What you should do - Scan the records below. Copy every line in which the word "tree" appears.

[Stored data]

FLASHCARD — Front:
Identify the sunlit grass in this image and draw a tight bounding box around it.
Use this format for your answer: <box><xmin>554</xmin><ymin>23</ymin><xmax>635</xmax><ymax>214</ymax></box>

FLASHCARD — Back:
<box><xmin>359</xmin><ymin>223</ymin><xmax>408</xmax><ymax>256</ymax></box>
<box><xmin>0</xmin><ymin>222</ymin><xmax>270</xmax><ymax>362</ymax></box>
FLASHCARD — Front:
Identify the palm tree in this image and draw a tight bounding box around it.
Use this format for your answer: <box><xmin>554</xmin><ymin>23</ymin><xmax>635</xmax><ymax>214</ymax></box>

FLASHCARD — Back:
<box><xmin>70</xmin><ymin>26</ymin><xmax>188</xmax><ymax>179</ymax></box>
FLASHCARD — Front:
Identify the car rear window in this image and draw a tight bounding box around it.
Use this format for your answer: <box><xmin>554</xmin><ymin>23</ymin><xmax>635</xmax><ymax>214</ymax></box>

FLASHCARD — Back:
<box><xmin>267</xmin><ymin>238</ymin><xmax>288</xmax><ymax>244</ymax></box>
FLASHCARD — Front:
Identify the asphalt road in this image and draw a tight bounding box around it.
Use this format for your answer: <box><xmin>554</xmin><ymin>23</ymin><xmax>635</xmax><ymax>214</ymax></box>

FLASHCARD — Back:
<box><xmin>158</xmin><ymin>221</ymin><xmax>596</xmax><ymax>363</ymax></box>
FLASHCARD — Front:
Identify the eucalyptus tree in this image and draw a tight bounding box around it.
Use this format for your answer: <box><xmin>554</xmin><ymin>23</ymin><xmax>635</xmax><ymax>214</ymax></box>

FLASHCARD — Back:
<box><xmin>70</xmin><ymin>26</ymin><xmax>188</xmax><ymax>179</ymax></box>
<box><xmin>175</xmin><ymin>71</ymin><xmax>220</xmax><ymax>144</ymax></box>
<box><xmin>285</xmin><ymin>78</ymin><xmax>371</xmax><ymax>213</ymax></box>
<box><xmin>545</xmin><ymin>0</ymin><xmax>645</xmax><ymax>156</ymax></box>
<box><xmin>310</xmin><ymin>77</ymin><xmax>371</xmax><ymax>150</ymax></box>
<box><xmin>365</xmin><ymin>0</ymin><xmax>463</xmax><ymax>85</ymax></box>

[/Stored data]
[Stored data]

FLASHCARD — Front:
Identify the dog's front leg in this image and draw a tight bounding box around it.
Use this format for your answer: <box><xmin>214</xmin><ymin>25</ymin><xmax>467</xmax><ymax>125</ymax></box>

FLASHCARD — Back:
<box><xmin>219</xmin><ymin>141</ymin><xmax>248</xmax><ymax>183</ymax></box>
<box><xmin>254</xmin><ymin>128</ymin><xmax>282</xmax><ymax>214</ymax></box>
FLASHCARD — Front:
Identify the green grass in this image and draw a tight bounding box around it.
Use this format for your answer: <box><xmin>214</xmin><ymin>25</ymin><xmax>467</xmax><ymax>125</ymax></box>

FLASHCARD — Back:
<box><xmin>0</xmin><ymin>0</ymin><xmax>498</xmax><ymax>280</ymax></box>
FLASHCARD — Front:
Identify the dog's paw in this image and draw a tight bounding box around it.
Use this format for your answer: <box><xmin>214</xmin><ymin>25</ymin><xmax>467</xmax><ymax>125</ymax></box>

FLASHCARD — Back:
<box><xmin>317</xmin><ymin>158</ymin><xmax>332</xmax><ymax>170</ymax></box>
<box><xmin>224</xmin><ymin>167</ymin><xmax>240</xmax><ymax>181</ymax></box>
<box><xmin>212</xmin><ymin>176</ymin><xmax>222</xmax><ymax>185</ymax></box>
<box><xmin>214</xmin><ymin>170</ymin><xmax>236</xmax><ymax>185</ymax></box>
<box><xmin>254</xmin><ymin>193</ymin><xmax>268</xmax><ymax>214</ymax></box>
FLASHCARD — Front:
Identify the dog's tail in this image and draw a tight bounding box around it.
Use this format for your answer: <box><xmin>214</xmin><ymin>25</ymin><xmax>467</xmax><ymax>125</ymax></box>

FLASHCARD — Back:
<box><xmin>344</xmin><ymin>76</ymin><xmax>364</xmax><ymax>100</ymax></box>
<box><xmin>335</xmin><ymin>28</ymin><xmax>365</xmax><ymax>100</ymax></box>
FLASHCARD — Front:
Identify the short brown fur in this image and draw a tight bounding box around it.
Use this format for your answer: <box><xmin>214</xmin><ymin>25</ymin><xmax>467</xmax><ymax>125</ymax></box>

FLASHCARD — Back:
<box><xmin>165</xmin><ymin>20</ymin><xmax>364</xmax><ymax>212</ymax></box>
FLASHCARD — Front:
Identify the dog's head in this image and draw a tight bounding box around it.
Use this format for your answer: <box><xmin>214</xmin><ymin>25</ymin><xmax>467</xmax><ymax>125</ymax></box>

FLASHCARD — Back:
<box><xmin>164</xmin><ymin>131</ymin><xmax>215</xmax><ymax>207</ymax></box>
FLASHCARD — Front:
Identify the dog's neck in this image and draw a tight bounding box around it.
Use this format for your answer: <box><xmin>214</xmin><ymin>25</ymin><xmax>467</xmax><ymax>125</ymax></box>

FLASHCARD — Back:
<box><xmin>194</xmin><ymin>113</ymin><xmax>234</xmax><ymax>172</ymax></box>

[/Stored data]
[Stored data]

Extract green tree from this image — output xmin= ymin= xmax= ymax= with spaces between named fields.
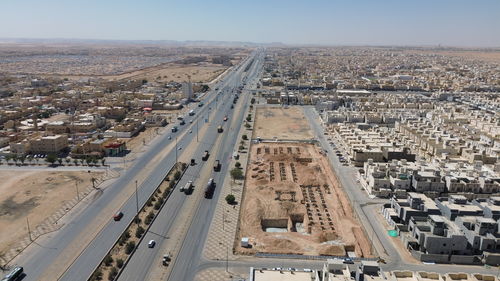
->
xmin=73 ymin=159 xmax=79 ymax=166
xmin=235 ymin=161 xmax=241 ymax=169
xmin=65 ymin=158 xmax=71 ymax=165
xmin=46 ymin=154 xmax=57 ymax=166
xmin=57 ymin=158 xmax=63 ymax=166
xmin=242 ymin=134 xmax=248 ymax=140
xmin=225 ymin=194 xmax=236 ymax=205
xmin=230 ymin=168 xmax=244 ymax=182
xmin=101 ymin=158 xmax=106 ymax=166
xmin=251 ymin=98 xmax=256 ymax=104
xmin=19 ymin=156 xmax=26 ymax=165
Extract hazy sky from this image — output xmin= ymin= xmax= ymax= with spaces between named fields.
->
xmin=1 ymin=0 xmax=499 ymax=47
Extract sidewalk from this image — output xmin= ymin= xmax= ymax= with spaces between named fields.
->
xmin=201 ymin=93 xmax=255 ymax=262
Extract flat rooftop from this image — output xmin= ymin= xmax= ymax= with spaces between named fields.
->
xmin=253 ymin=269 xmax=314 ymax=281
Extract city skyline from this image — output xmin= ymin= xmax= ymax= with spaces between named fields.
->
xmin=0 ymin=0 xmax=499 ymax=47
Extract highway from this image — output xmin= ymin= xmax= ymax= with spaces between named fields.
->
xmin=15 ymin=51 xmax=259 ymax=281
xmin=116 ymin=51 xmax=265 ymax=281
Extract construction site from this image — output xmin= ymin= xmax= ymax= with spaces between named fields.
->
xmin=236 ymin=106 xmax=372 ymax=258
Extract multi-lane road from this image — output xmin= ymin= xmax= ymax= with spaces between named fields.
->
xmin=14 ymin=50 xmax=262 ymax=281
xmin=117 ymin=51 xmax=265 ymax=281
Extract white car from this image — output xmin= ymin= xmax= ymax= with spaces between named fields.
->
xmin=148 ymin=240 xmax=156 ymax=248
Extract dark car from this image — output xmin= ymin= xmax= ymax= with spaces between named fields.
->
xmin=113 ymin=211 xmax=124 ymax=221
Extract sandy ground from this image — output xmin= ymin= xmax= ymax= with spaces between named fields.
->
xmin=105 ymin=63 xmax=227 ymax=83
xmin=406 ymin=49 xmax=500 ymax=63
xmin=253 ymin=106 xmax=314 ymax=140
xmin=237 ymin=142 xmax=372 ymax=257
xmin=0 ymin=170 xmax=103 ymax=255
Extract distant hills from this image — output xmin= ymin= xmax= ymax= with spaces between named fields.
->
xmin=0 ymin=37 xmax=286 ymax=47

[/Stored data]

Response for this exercise -
Identify the palm tree in this image and draw a tight bounding box around it.
Identify the eucalyptus tree in this image and draw a tight bounding box around it.
Extract green tree from this image — output xmin= ymin= xmax= ymax= with spaces between named fields.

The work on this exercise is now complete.